SET TASK> Copy the passage on converting PDF files to images in Python, taking the part that opens with "PYTHON PDF TOOLS" and closes with "tool in Python?", and swap "JPG" for "JPEG" throughout it.

READING PASSAGE>
PYTHON PDF TOOLS

How to Convert PDF to Image in Python

Chaknith Bin

June 30, 2023

PDF (Portable Document Format) is the most popular file format for transferring data over the internet, as it preserves content formatting and helps secure the data with security permissions. There are scenarios where we need to convert PDF files to JPG images or any other image format such as PNG, BMP, TIFF, or GIF. There are plenty of online resources available for JPG conversion, but how cool would it be to create our own PDF to Image conversion tool in Python?

What is Python?

Python is a high-level programming language that is used to build software applications, websites, automate tasks, conduct data analysis, and perform Artificial Intelligence and Machine Learning tasks. It is also a scripting language as it is interpreted, which makes it more powerful in terms of rapid development and testing.

To create a PDF to image converter, we need to have Python 3+ installed on the computer. Download and install the latest version from the official website.

EXCERPTED DATA>
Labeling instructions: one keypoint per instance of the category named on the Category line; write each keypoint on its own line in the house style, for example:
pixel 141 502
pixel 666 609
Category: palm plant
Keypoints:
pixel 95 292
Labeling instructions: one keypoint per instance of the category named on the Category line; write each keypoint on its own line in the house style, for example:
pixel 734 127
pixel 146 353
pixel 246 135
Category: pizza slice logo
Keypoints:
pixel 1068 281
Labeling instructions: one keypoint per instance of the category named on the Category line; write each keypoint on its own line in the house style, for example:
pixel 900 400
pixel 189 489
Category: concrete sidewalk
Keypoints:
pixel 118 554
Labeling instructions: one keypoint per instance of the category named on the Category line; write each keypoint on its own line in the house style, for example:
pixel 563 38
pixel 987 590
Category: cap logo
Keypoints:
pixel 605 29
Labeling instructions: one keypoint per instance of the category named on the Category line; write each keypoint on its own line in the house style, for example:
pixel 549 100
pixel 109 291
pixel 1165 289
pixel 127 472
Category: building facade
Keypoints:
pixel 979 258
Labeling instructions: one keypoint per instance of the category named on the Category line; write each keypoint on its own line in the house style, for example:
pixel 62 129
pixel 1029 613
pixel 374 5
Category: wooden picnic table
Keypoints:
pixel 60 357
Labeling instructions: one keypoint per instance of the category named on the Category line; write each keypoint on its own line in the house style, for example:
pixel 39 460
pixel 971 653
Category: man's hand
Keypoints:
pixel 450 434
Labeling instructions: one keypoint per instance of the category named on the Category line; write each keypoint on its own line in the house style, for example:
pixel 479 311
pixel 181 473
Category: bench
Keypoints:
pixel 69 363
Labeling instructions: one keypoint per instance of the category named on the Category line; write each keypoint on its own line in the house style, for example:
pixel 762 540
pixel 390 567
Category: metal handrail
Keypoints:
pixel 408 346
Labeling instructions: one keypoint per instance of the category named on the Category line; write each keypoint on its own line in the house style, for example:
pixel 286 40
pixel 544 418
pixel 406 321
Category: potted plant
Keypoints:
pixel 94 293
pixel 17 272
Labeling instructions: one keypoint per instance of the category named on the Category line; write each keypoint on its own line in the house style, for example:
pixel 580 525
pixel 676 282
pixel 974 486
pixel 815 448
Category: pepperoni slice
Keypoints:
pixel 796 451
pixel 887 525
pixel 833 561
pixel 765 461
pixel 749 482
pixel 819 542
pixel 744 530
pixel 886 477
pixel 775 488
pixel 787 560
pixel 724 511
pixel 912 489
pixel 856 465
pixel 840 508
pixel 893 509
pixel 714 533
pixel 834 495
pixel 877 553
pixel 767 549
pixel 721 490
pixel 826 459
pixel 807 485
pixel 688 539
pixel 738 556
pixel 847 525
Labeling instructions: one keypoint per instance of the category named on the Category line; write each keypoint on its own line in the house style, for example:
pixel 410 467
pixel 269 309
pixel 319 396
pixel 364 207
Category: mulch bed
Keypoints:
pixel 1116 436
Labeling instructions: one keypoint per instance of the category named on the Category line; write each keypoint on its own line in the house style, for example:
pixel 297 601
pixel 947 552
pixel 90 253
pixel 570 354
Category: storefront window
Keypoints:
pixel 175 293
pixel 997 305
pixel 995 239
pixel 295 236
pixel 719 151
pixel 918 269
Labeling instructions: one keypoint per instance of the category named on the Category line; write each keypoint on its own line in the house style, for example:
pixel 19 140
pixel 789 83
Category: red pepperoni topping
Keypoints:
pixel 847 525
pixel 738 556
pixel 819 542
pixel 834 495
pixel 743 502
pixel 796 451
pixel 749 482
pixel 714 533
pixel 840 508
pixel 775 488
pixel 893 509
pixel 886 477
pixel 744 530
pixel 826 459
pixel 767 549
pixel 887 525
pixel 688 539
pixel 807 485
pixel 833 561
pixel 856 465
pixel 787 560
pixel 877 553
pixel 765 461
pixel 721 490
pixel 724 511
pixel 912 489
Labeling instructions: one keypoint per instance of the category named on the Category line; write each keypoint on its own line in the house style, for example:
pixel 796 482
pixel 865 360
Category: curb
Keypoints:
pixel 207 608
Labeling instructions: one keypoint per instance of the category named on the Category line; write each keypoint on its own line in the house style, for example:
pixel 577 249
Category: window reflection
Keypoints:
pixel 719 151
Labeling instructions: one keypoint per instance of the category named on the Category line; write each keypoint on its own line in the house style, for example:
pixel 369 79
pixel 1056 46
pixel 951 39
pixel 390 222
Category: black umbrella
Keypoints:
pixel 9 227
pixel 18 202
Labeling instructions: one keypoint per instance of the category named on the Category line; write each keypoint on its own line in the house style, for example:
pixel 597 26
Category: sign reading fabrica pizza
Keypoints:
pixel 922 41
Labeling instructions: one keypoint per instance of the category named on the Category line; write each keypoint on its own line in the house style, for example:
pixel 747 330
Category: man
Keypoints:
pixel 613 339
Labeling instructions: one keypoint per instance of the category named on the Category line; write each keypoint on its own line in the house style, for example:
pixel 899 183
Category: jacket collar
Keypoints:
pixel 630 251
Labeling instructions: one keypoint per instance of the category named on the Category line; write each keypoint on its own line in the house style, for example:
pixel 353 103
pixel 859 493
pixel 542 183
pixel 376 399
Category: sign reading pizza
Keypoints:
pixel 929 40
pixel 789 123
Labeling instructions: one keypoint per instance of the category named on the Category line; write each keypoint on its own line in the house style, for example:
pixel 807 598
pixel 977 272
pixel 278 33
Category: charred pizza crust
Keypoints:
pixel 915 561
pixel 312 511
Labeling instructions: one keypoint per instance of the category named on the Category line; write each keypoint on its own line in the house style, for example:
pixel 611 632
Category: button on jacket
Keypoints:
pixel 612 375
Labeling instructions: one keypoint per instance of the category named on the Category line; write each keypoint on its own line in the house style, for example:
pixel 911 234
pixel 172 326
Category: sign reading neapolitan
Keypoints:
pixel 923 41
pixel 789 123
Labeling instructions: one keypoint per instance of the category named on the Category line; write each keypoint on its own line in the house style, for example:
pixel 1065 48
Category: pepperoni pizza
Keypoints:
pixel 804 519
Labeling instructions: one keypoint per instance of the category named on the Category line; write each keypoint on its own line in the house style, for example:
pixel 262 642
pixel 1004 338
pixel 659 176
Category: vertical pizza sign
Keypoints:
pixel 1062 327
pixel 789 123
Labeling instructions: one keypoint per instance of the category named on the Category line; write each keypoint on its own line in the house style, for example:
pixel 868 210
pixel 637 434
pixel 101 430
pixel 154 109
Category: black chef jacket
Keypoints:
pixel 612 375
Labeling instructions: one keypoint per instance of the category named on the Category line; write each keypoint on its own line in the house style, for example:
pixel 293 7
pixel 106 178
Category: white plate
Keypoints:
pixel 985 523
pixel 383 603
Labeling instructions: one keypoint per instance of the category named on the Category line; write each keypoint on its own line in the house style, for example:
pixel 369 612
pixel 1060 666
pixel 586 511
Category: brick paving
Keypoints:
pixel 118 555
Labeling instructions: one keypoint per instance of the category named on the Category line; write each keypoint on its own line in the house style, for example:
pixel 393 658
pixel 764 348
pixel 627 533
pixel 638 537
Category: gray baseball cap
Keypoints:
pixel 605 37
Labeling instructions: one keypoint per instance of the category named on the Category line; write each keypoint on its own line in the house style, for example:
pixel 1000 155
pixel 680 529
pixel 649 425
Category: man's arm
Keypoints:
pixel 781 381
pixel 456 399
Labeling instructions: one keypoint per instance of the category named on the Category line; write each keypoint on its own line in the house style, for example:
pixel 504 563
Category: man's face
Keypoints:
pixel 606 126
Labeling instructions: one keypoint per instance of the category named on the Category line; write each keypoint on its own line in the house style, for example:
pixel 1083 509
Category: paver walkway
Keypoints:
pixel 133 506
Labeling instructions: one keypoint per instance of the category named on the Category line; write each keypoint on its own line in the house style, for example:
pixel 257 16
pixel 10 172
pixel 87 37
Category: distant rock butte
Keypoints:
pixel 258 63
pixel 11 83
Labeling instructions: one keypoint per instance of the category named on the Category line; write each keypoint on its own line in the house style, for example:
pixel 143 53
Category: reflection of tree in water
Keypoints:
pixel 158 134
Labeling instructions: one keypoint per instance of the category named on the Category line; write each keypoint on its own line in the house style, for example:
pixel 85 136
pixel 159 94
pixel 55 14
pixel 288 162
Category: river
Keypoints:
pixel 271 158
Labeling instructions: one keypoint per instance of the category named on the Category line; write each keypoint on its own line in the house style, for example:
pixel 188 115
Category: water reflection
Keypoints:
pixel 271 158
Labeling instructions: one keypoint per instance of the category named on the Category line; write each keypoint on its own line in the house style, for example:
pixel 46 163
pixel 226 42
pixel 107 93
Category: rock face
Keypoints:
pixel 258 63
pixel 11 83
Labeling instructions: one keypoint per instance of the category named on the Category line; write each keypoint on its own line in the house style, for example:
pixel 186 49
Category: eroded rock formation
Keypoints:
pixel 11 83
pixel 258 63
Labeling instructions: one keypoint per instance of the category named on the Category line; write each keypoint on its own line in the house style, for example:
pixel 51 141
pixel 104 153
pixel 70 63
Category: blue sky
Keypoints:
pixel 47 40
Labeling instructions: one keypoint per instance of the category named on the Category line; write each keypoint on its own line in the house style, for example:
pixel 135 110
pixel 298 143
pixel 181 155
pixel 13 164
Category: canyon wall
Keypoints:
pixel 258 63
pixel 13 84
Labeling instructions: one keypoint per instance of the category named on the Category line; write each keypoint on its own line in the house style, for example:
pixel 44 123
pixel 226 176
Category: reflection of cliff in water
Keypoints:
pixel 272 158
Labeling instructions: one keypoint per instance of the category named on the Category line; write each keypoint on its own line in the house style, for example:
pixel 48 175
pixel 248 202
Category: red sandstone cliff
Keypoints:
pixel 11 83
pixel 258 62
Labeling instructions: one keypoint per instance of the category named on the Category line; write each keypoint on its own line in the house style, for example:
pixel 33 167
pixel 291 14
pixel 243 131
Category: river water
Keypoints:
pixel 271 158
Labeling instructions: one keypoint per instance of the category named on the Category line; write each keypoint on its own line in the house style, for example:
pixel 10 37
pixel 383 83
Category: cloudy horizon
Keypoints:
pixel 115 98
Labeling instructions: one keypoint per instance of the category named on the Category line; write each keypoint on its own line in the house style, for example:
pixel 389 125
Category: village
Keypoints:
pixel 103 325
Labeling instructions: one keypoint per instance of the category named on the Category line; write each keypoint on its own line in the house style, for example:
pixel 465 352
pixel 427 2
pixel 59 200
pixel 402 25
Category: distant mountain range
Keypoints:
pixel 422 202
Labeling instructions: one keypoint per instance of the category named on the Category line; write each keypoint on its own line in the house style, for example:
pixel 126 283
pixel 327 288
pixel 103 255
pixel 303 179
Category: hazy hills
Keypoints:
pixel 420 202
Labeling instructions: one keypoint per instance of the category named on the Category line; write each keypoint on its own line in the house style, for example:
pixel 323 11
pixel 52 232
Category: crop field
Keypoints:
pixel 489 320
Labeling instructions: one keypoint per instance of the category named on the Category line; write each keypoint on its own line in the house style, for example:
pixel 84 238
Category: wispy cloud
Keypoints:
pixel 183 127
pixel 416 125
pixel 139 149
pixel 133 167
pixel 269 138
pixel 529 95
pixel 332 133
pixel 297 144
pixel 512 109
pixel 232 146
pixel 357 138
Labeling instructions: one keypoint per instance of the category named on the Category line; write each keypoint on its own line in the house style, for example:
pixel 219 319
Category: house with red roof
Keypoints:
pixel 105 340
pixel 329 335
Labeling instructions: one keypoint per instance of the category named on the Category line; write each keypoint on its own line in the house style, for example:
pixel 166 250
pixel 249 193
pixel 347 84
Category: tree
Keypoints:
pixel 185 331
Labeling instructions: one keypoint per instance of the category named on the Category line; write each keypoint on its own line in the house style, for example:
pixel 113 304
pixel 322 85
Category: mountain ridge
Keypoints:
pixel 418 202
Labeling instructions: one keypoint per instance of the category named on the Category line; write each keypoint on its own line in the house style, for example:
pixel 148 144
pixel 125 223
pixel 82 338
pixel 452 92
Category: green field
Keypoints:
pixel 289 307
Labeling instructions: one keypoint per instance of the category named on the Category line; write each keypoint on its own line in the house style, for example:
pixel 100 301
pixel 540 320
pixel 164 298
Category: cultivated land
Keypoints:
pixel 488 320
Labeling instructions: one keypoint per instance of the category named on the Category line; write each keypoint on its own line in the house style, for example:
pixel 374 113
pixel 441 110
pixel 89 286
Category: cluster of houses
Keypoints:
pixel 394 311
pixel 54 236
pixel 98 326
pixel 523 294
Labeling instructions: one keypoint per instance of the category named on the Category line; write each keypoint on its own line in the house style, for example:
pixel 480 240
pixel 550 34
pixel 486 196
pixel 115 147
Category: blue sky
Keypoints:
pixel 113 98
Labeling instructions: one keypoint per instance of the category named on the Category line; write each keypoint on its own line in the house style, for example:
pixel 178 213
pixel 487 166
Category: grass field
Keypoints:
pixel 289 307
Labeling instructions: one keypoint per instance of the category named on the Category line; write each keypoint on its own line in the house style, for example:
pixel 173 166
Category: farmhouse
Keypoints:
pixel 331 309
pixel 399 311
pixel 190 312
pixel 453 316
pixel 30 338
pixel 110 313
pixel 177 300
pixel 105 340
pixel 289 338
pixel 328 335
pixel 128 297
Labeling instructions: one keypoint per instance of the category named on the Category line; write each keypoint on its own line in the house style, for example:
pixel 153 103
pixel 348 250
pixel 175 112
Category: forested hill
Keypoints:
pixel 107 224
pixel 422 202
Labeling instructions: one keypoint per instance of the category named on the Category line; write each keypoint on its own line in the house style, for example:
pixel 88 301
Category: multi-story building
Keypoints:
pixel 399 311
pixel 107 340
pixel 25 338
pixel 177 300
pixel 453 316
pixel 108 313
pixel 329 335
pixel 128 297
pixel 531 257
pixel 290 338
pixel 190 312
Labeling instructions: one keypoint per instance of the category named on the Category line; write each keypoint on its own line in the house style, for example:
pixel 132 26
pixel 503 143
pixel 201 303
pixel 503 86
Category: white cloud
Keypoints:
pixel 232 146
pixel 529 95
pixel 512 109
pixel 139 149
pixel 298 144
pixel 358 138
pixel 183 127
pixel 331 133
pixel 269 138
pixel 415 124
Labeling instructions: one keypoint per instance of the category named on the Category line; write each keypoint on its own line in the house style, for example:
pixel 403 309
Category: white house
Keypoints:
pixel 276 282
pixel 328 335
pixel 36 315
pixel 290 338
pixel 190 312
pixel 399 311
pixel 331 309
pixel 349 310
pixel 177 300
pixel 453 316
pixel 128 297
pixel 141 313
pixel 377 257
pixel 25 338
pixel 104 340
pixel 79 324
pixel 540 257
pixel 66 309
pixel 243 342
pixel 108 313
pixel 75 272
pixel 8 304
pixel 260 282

EXPECTED OUTPUT>
PYTHON PDF TOOLS

How to Convert PDF to Image in Python

Chaknith Bin

June 30, 2023

PDF (Portable Document Format) is the most popular file format for transferring data over the internet, as it preserves content formatting and helps secure the data with security permissions. There are scenarios where we need to convert PDF files to JPEG images or any other image format such as PNG, BMP, TIFF, or GIF. There are plenty of online resources available for JPEG conversion, but how cool would it be to create our own PDF to Image conversion tool in Python?